(Source material begins)

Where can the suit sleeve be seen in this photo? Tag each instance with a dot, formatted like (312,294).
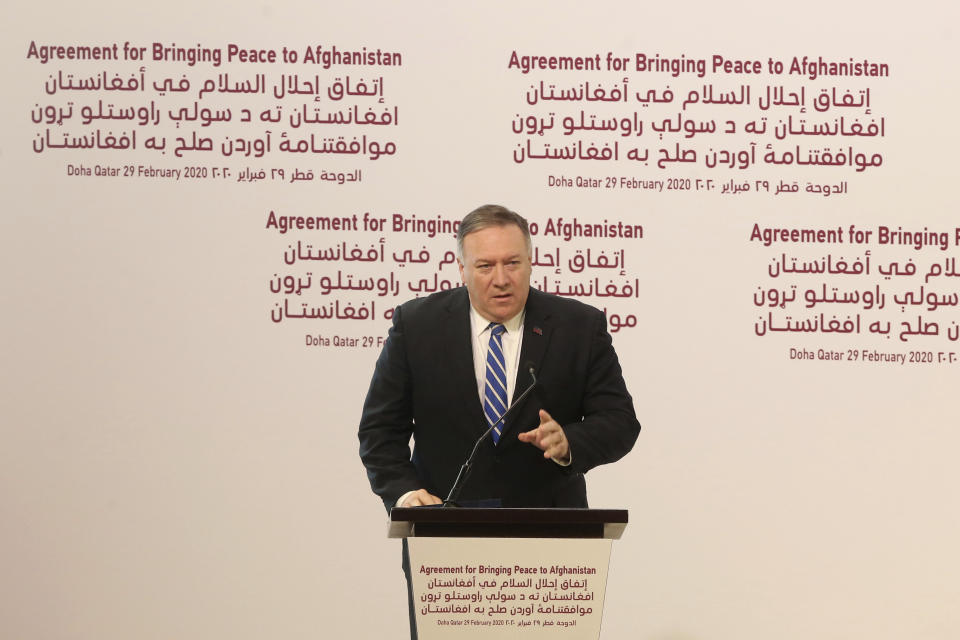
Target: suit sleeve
(386,423)
(609,425)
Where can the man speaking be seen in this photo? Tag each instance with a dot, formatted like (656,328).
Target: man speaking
(452,363)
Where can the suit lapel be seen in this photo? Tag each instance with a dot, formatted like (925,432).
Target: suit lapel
(458,351)
(536,337)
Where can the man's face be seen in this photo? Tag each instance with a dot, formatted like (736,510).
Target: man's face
(496,271)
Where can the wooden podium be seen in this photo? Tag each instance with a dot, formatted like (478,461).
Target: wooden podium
(508,573)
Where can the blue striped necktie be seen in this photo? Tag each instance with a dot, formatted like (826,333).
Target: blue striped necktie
(495,389)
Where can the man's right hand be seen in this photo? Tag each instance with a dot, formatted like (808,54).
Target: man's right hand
(420,498)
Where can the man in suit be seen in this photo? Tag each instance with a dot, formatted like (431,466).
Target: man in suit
(442,372)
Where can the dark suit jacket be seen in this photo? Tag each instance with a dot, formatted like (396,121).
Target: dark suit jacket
(424,384)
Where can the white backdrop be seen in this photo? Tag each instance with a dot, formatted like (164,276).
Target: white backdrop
(178,462)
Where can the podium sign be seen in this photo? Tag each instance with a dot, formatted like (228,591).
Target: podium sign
(508,573)
(508,587)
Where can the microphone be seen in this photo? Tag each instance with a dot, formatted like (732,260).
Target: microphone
(461,480)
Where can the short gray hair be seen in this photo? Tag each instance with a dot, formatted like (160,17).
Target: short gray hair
(491,215)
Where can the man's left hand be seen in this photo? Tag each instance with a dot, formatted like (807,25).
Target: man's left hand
(550,438)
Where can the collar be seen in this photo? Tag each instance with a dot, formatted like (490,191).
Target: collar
(479,324)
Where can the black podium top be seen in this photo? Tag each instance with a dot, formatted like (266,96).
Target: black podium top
(406,522)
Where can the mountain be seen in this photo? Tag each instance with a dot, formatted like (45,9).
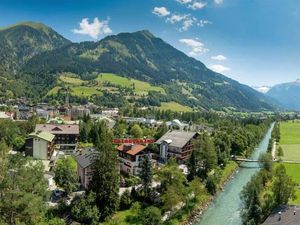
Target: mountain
(287,94)
(18,44)
(139,55)
(262,89)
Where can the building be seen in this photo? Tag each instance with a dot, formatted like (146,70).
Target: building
(130,157)
(99,117)
(42,113)
(79,112)
(66,136)
(176,144)
(6,116)
(40,145)
(176,124)
(284,215)
(85,160)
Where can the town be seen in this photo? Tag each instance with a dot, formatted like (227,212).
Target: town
(161,112)
(160,167)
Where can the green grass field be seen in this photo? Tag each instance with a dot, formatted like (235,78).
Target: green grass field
(291,152)
(70,80)
(81,88)
(290,140)
(85,91)
(290,132)
(174,106)
(293,170)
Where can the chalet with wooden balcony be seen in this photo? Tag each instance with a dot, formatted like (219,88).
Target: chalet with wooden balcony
(176,143)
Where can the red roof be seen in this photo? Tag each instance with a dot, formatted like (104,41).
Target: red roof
(58,128)
(131,149)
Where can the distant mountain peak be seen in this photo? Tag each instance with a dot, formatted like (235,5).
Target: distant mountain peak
(35,25)
(262,89)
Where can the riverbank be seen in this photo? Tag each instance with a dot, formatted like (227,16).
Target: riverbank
(226,206)
(196,213)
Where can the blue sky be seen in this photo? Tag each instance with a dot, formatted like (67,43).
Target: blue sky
(256,42)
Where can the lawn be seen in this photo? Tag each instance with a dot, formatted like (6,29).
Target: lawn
(85,91)
(70,80)
(121,218)
(79,88)
(174,106)
(293,171)
(291,152)
(290,140)
(140,87)
(290,132)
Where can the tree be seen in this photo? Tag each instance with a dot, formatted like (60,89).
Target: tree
(146,176)
(136,131)
(280,152)
(211,184)
(84,209)
(161,131)
(126,200)
(105,179)
(56,221)
(283,186)
(197,188)
(252,212)
(150,216)
(23,191)
(66,174)
(83,134)
(18,142)
(173,186)
(265,160)
(203,158)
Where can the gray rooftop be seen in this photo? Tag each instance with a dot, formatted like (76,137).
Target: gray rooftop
(178,138)
(287,216)
(86,158)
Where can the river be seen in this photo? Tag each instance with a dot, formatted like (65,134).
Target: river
(225,210)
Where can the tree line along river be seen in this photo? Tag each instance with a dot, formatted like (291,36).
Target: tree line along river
(226,207)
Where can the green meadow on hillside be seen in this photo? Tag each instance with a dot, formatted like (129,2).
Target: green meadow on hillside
(293,171)
(104,81)
(290,132)
(139,87)
(174,106)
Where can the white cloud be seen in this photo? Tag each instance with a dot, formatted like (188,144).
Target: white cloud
(197,5)
(197,47)
(218,2)
(202,23)
(219,57)
(186,20)
(219,68)
(93,29)
(262,89)
(175,18)
(184,1)
(161,11)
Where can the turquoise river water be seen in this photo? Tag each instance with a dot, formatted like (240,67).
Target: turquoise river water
(225,209)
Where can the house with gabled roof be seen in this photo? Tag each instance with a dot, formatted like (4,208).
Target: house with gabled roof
(85,160)
(131,156)
(66,136)
(40,145)
(176,143)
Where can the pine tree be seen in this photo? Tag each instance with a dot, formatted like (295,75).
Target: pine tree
(146,176)
(105,181)
(203,158)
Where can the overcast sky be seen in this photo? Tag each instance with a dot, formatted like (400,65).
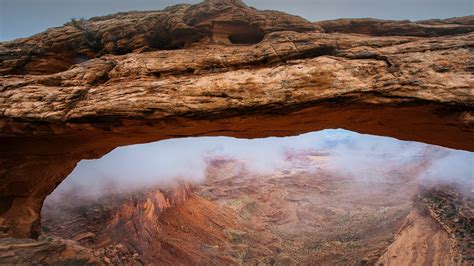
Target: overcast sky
(22,18)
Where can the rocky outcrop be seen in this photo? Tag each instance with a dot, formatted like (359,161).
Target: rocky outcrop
(438,230)
(216,68)
(47,250)
(169,226)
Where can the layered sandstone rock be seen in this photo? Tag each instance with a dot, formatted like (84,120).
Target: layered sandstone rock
(218,68)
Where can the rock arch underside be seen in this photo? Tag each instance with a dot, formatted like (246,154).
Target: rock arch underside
(219,68)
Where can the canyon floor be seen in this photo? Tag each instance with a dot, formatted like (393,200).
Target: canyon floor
(298,213)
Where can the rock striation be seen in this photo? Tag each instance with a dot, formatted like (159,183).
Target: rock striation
(219,68)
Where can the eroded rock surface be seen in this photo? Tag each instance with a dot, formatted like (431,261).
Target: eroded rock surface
(219,68)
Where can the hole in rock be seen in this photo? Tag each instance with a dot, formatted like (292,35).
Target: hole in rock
(327,197)
(238,32)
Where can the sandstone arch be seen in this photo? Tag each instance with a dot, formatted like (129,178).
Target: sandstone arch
(410,88)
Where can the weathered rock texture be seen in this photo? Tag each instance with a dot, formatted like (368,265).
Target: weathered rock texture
(219,68)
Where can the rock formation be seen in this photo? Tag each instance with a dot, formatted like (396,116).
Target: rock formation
(219,68)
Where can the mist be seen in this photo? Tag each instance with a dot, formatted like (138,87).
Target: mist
(362,157)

(Source material ends)

- Problem statement
Every line above is to be duplicated exactly; no picture should be carried over.

- Solution
Where can the suit sleeve be seen in this photo? Tag each instance with a dot, formatted like (312,294).
Target: suit sleeve
(386,423)
(609,425)
Where can the man speaking be seen in this photo? Tag each instance with a dot, formatted like (656,328).
Target: man speaking
(452,363)
Where can the suit lapel be seen in this photo? Tag each instance with a dot, formatted like (925,432).
Target: suit lapel
(458,351)
(536,337)
Where can the man's face be seen in this photo? Tag each instance with a dot, formatted like (736,510).
Target: man's face
(496,271)
Where can the wooden podium be seen in this photo? Tag each instance with a dot, formatted like (478,461).
Target: wooden podium
(508,573)
Where can the blue striped necktie be seen in this photo? Tag each instance with a dot, formatted like (826,333).
Target: blue striped necktie
(495,389)
Where can the man's right hand be seen in this photo? Tag each instance with a dot, formatted like (808,54).
Target: man's right hand
(420,498)
Where can the man in suit be seen in this photo? Tag each instance with a dot, formatted like (431,466).
Target: man in suit
(442,372)
Where can the dark suit jacket be seen in this photo? Tag each instance with a dot, formatted like (396,121).
Target: dark suit jacket
(424,384)
Where can the white backdrop be seen in this photo? Tag each instance with a dot, formatted like (164,276).
Target: white backdrop
(178,462)
Where can the podium sign be seen in this photo? Tag each instance with a dot, formatted like (228,591).
Target: podium sign
(508,573)
(508,587)
Where can the microphone be seen in this photo? Tag each instance with a dot, formatted like (732,260).
Target: microphone
(461,480)
Where can the short gray hair be seen in this photo? Tag each instance with a dot, formatted like (160,17).
Target: short gray hair
(491,215)
Where can the man's left hand be seen in this photo? Tag each instance with a dot, formatted like (807,25).
Target: man's left hand
(550,438)
Where can the collar be seen in this photo? Tag each instance with a dot, formatted like (490,191).
Target: collar
(479,324)
Where can the black podium top be seen in this photo? Tag each instance with a dot, formatted like (266,96).
Target: black podium top
(406,522)
Where can the mountain be seen in this photo? Tag each instance with a dot, formatted like (45,9).
Target: mountain
(287,94)
(18,44)
(139,55)
(262,89)
Where can the building be seen in this photo? Tag each instance with a dot, formatted like (146,70).
Target: building
(130,157)
(99,117)
(42,113)
(79,112)
(66,136)
(176,144)
(6,116)
(40,145)
(176,124)
(284,215)
(85,160)
Where can the town be seen in this photo? Tag each instance with a dot, formatted like (227,212).
Target: town
(161,112)
(160,167)
Where can the green grass field be seen in this photo? Tag each instance with a dot, formatted like (235,78).
Target: green grass field
(291,152)
(70,80)
(81,88)
(290,140)
(85,91)
(290,132)
(174,106)
(293,170)
Where can the chalet with wooden balcony be seen in this photo? Tag each instance with a dot, formatted like (219,88).
Target: chalet with wooden balcony
(176,143)
Where can the red roof be seen in this photo? Tag each instance with a dot, formatted like (104,41).
Target: red roof
(58,128)
(131,149)
Where can the distant mountain peak be seen in this photo? Tag each instance with a dot, formatted like (235,5).
Target: distant mountain peak
(35,25)
(262,89)
Where can the riverbank be seen in this photo? Tag each instance with a dot, formatted like (227,16).
Target: riverbank
(226,206)
(196,213)
Where can the blue sky be seen in this photo? Tag each instance with a dot, formatted like (67,43).
Target: blue sky
(256,42)
Where can the lawn be seen in this photo? Tag each instance with a dot, formatted like (6,29).
Target: lawn
(85,91)
(70,80)
(121,218)
(79,88)
(174,106)
(293,171)
(291,152)
(290,140)
(140,87)
(290,132)
Where can the tree be seen in this photo? Tag each instance with a dot, formatted like (60,89).
Target: tree
(146,176)
(136,131)
(280,152)
(211,184)
(84,209)
(161,131)
(126,200)
(105,179)
(56,221)
(283,186)
(197,188)
(252,212)
(150,216)
(23,191)
(66,174)
(83,134)
(18,142)
(173,186)
(265,160)
(203,158)
Where can the gray rooftop be seen in this photo? Tag each instance with a dot, formatted like (76,137).
Target: gray rooftop
(178,138)
(287,216)
(86,158)
Where can the river be seen in this photo? Tag each instance with a dot, formatted like (65,134).
Target: river
(225,210)
Where can the tree line along river be seen in this photo? Tag each instance with a dot, formatted like (291,36).
Target: tree line along river
(226,207)
Where can the green meadow on hillside be seen in this photo? Tag each instance with a dot, formatted like (129,2).
Target: green meadow on hillside
(293,171)
(104,81)
(290,132)
(139,87)
(174,106)
Where can the white cloud be seen in this photo? Tag each instance with a dot, formatted like (188,144).
Target: white cloud
(197,5)
(197,47)
(218,2)
(202,23)
(219,57)
(186,20)
(219,68)
(93,29)
(262,89)
(175,18)
(184,1)
(161,11)
Where can the turquoise river water be seen in this photo? Tag each instance with a dot, formatted like (240,67).
Target: turquoise river water
(225,209)
Where can the house with gabled roof be seen in this photo? Tag each instance with a dot, formatted like (4,208).
Target: house with gabled roof
(85,160)
(131,156)
(66,136)
(40,145)
(176,143)
Where can the pine tree be seen in this photo? Tag each instance with a dot, formatted like (295,75).
Target: pine tree
(146,176)
(105,181)
(203,158)
Where can the overcast sky be seen in this photo? Tag each instance with a dot, formatted like (400,65).
Target: overcast sky
(22,18)
Where can the rocky outcrop be seen in this photo? Tag each instance with a dot, formatted like (359,161).
Target: rocky outcrop
(438,230)
(216,68)
(47,250)
(169,226)
Where can the layered sandstone rock be seen in this photo? Tag each instance with a dot, formatted like (84,120).
Target: layered sandstone rock
(218,68)
Where can the rock arch underside be seen in this photo? Tag each instance with a dot, formatted like (246,154).
Target: rock arch underside
(219,68)
Where can the canyon floor be seen in this photo? Tag each instance with a dot, formatted like (393,200).
Target: canyon floor
(298,213)
Where can the rock striation be seen in this photo? Tag each instance with a dot, formatted like (159,183).
Target: rock striation
(219,68)
Where can the eroded rock surface be seen in this photo? Tag each instance with a dot, formatted like (431,261).
Target: eroded rock surface
(219,68)
Where can the hole in rock be seen in this photo? Tag each instance with a dot, formatted like (292,35).
Target: hole in rock
(327,197)
(238,32)
Where can the sandstone arch be seen in this photo? Tag each instance with a dot, formatted like (129,178).
Target: sandstone arch
(410,88)
Where can the weathered rock texture be seen in this photo? Tag each instance with a dot, formatted like (368,265).
Target: weathered rock texture
(219,68)
Where can the rock formation be seen in this photo? Tag each instance with a dot, formatted like (396,116).
Target: rock formation
(219,68)
Where can the mist be seen in this photo? Tag each instance with a dot, formatted like (138,87).
Target: mist
(362,157)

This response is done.